(Point annotation records)
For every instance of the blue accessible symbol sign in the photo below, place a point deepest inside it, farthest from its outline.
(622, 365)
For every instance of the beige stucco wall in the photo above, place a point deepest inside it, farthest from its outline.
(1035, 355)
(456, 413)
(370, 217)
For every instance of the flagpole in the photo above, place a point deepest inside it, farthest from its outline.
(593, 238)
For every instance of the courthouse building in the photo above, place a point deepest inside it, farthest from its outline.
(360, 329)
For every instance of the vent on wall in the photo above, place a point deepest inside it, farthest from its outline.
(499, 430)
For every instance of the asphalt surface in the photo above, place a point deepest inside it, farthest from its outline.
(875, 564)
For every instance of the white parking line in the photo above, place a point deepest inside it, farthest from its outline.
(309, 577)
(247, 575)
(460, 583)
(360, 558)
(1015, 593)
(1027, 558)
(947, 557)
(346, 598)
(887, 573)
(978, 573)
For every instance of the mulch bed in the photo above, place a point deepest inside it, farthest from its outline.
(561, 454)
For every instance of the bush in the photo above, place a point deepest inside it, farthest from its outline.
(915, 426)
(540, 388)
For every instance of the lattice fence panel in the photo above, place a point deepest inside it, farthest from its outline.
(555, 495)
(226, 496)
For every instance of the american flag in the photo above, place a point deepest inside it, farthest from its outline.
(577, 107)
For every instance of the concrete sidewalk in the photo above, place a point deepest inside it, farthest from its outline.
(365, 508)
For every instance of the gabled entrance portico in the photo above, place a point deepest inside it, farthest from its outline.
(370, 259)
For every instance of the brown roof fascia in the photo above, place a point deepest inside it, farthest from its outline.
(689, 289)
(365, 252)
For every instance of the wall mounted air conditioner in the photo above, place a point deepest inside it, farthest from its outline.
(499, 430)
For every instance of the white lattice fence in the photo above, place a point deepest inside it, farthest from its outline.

Written instruction: Reproduce the final stretch of the data above: every line from the one holding "For every instance of the lattice" through the end, inclusive, exactly as written and nothing else.

Task response:
For every instance of the lattice fence panel in the photo above, place a point deepest inside it, farthest from its outline.
(555, 495)
(226, 496)
For every instance of the american flag in the photo above, place a point deepest inside it, farthest from its outline.
(577, 107)
For every instance of the concrete sidewalk in the photo above, place a point deepest inside it, farthest from its outline.
(365, 508)
For every instance of the gabled entrance portico in the photo above, place a point deepest inside it, farthest from its outline.
(370, 259)
For every instance of the brown roof fascia in the photo above, place a point deepest inside it, farthest from its outline.
(689, 289)
(365, 252)
For every instance of the wall mounted air conditioner in the photo above, place a point deepest inside it, farthest from its outline.
(499, 430)
For every instance of the white lattice fence in the photo above, place a point deepest inside it, farthest from its outline.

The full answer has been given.